[Region annotation entries]
····················
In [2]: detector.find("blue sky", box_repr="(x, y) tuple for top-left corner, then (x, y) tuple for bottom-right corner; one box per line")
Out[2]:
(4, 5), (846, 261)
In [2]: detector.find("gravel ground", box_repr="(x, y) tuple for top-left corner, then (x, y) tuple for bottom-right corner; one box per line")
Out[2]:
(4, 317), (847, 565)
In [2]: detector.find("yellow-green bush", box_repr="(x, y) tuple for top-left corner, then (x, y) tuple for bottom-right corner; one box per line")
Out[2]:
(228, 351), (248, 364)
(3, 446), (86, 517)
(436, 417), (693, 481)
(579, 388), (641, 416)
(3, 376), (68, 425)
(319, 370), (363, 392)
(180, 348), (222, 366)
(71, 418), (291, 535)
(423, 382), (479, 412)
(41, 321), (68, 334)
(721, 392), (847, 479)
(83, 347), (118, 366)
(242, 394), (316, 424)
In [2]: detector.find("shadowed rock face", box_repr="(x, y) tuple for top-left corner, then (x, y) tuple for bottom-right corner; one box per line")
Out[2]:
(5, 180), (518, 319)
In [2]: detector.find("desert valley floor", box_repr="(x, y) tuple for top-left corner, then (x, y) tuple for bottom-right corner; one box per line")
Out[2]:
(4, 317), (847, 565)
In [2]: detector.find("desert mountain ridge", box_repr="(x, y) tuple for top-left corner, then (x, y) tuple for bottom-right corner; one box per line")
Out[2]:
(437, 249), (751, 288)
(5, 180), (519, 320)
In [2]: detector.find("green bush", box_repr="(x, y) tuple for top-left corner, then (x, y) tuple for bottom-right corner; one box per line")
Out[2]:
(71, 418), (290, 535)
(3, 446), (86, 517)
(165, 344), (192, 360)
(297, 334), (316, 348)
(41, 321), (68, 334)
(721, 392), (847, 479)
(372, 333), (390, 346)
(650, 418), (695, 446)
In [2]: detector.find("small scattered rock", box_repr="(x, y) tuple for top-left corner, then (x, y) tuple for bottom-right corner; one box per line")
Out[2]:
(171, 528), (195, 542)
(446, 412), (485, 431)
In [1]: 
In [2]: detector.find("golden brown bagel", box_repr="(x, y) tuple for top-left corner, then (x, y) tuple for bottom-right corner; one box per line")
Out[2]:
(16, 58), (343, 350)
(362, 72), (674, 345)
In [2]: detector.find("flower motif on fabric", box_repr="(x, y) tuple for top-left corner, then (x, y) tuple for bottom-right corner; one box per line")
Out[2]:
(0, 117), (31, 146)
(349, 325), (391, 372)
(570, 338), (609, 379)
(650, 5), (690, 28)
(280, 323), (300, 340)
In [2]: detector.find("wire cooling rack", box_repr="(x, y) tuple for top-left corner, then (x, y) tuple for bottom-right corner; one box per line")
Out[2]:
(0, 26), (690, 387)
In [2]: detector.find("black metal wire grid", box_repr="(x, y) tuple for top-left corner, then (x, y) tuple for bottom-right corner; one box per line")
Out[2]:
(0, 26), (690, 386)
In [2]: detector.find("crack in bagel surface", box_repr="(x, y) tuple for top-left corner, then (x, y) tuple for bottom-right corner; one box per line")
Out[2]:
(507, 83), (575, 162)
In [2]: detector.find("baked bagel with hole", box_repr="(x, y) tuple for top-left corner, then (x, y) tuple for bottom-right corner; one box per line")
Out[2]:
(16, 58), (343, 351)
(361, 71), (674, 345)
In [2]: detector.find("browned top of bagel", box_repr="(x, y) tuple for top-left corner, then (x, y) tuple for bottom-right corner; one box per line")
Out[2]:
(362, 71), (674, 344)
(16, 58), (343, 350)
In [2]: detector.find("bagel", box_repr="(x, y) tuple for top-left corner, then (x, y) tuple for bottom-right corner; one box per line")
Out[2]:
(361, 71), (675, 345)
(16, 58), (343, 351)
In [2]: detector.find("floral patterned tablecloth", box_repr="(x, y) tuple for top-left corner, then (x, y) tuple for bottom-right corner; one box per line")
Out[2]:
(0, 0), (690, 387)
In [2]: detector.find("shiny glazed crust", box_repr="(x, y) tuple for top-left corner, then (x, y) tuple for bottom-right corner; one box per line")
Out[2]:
····················
▸ Exercise aim
Retype the items word for word, from the first line up to and including the line containing "(242, 394), (316, 424)".

▸ Exercise response
In [2]: detector.find("blue sky", box_repr="(x, y) tuple for top-left corner, then (x, y) tuple for bottom-right corner; one box per line")
Out[2]:
(4, 5), (846, 261)
In [2]: detector.find("gravel ground", box_repr="(x, y) tuple for top-left corner, then (x, y) tuple for bottom-right corner; one box per line")
Out[2]:
(4, 317), (847, 565)
In [2]: detector.find("yellow-green bush", box_repr="(x, y) tuple for top-left corner, then (x, y) tuple for bottom-right corner; one box per line")
Out[2]:
(228, 351), (248, 364)
(3, 446), (86, 517)
(436, 417), (693, 481)
(579, 388), (641, 416)
(3, 376), (68, 425)
(319, 370), (363, 392)
(180, 348), (222, 366)
(71, 418), (291, 535)
(423, 382), (479, 412)
(41, 321), (68, 334)
(721, 392), (847, 479)
(83, 347), (118, 366)
(242, 394), (316, 424)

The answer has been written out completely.